EXERCISE REQUIREMENTS: Rewrite the material below with every "blind user" replaced by "low-vision user", keeping everything else unchanged and leaving out the pictures.

# Start of TASK MATERIAL

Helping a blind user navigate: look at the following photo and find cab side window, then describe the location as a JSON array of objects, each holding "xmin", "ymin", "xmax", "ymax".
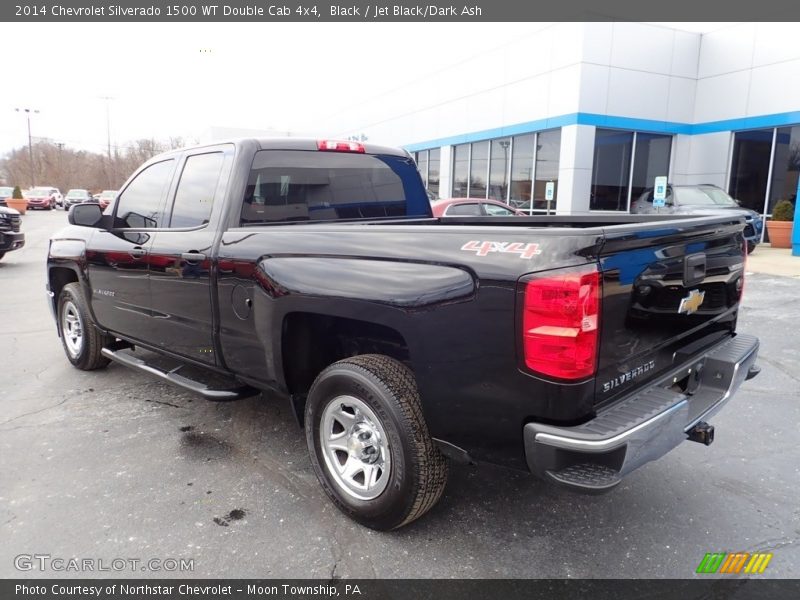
[
  {"xmin": 169, "ymin": 152, "xmax": 225, "ymax": 228},
  {"xmin": 114, "ymin": 159, "xmax": 175, "ymax": 229}
]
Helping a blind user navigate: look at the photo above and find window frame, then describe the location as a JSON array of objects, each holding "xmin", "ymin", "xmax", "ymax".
[
  {"xmin": 111, "ymin": 155, "xmax": 176, "ymax": 231},
  {"xmin": 159, "ymin": 147, "xmax": 227, "ymax": 231},
  {"xmin": 442, "ymin": 199, "xmax": 486, "ymax": 217}
]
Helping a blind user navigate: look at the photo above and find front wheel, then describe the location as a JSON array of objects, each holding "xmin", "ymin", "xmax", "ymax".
[
  {"xmin": 58, "ymin": 283, "xmax": 112, "ymax": 371},
  {"xmin": 305, "ymin": 354, "xmax": 447, "ymax": 531}
]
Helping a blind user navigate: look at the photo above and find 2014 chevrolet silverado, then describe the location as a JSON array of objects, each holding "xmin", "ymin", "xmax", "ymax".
[{"xmin": 47, "ymin": 139, "xmax": 758, "ymax": 530}]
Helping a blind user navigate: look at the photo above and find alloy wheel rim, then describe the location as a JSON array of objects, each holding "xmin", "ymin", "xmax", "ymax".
[
  {"xmin": 320, "ymin": 396, "xmax": 391, "ymax": 500},
  {"xmin": 61, "ymin": 300, "xmax": 83, "ymax": 358}
]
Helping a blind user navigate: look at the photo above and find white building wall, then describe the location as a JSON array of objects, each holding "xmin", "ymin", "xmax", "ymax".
[
  {"xmin": 556, "ymin": 125, "xmax": 595, "ymax": 214},
  {"xmin": 322, "ymin": 22, "xmax": 800, "ymax": 212}
]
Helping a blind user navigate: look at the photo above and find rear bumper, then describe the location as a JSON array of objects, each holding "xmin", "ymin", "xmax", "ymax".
[
  {"xmin": 523, "ymin": 335, "xmax": 759, "ymax": 493},
  {"xmin": 0, "ymin": 231, "xmax": 25, "ymax": 252}
]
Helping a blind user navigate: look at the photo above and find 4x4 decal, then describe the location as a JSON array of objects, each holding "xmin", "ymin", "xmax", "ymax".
[{"xmin": 461, "ymin": 240, "xmax": 542, "ymax": 258}]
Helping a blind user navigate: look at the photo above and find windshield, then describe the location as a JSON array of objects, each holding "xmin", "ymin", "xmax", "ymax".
[{"xmin": 673, "ymin": 187, "xmax": 739, "ymax": 206}]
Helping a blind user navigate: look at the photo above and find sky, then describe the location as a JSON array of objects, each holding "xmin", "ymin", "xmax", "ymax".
[{"xmin": 0, "ymin": 23, "xmax": 719, "ymax": 155}]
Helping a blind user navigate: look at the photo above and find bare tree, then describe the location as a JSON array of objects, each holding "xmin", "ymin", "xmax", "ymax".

# End of TASK MATERIAL

FINAL ANSWER:
Helping a low-vision user navigate: look at the following photo and find cab side window, then describe the location as a JSON array of objects, each holding "xmin", "ymin", "xmax", "ymax".
[
  {"xmin": 169, "ymin": 152, "xmax": 225, "ymax": 228},
  {"xmin": 114, "ymin": 159, "xmax": 175, "ymax": 229}
]
Helping a low-vision user navigate: look at the photo above and find window frame, then describe the location as a JSON array of objects, each holding "xmin", "ymin", "xmax", "ymax".
[
  {"xmin": 111, "ymin": 155, "xmax": 176, "ymax": 231},
  {"xmin": 159, "ymin": 147, "xmax": 227, "ymax": 231},
  {"xmin": 442, "ymin": 199, "xmax": 486, "ymax": 217}
]
Helping a low-vision user navigate: look at the photo above and find front wheel, then describe the location as a JSON array of objects, each holding "xmin", "ymin", "xmax", "ymax".
[
  {"xmin": 58, "ymin": 283, "xmax": 112, "ymax": 371},
  {"xmin": 305, "ymin": 354, "xmax": 447, "ymax": 531}
]
Helping a low-vision user navigate: look at the photo above and find 2014 chevrolet silverado, then describe the location as a JSON array of objects, each holding "xmin", "ymin", "xmax", "ymax".
[{"xmin": 47, "ymin": 139, "xmax": 758, "ymax": 530}]
Helping a low-vision user navigate: look at the photo above and find alloy wheel rim, then describe the location as a JSON array of objects, each holding "xmin", "ymin", "xmax", "ymax".
[
  {"xmin": 320, "ymin": 396, "xmax": 391, "ymax": 500},
  {"xmin": 61, "ymin": 300, "xmax": 83, "ymax": 358}
]
Helping a low-vision user navigate: look at the photo above and find white building wall, then describe the location as a JSON array of objects, each holding "xmin", "ymin", "xmax", "ymax".
[
  {"xmin": 556, "ymin": 125, "xmax": 595, "ymax": 214},
  {"xmin": 322, "ymin": 22, "xmax": 800, "ymax": 212}
]
Helping a low-vision user navigate: look at the photo above and find rear bumper, then describe the location as a JSON array of objects, each holding "xmin", "ymin", "xmax", "ymax".
[
  {"xmin": 523, "ymin": 335, "xmax": 759, "ymax": 493},
  {"xmin": 0, "ymin": 231, "xmax": 25, "ymax": 252}
]
Helping a low-vision user navigate: look at the photo above and find 4x4 decal, then describe the location as a JSON array of objects, each holding "xmin", "ymin", "xmax", "ymax".
[{"xmin": 461, "ymin": 240, "xmax": 542, "ymax": 258}]
Helping a low-vision user navigate: look at the photo above and find windshield, then describe the location as a JSON array of objects, each holding "xmin", "ymin", "xmax", "ymax".
[{"xmin": 673, "ymin": 187, "xmax": 739, "ymax": 206}]
Helping a low-vision user navigate: look at the photo above and find sky, then describe the location as a JSON array of objects, each holding "xmin", "ymin", "xmax", "ymax".
[{"xmin": 0, "ymin": 23, "xmax": 719, "ymax": 155}]
Helping a low-vision user navigate: look at the photo above and find bare tree, then describe the location as a JSON array of objects, each holding "xmin", "ymin", "xmax", "ymax".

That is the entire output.